| Activity |
In how many lines of the records below does the word "positive" appear? Reply with the number only.

---------- Extracted data

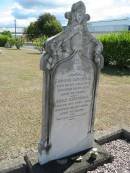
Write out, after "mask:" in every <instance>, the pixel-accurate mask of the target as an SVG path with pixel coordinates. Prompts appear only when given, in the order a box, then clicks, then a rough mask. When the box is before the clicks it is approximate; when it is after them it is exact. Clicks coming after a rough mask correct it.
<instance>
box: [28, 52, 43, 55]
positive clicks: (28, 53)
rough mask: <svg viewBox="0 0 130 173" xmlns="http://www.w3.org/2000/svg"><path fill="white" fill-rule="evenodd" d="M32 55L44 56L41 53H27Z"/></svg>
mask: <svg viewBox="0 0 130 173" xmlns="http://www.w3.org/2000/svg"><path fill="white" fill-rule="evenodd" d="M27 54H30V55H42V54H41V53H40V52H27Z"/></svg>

--------------------
---------- Extracted data

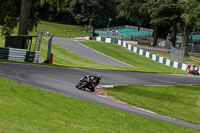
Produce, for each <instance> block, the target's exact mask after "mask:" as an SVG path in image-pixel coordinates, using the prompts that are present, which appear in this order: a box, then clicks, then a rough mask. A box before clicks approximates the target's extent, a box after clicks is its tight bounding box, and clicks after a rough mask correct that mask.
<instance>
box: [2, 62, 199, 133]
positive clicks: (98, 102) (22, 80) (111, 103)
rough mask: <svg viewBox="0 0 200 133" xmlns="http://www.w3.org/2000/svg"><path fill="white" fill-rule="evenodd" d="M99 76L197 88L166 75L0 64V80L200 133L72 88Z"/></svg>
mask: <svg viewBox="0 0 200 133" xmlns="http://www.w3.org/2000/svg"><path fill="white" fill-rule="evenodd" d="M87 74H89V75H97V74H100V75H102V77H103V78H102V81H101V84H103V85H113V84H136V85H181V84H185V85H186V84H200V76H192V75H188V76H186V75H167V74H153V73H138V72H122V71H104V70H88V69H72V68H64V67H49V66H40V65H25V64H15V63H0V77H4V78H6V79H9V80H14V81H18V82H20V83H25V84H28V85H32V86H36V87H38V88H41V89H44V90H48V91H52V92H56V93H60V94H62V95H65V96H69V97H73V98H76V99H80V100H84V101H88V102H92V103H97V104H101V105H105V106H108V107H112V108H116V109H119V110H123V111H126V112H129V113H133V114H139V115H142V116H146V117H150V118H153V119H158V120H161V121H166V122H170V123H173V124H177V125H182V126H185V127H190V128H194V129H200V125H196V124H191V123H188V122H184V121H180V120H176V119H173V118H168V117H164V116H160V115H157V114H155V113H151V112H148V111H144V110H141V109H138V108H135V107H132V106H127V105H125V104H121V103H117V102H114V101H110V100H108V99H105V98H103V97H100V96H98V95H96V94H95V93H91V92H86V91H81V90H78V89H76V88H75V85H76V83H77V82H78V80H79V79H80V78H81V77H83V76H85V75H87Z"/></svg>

--------------------

| Task solution |
2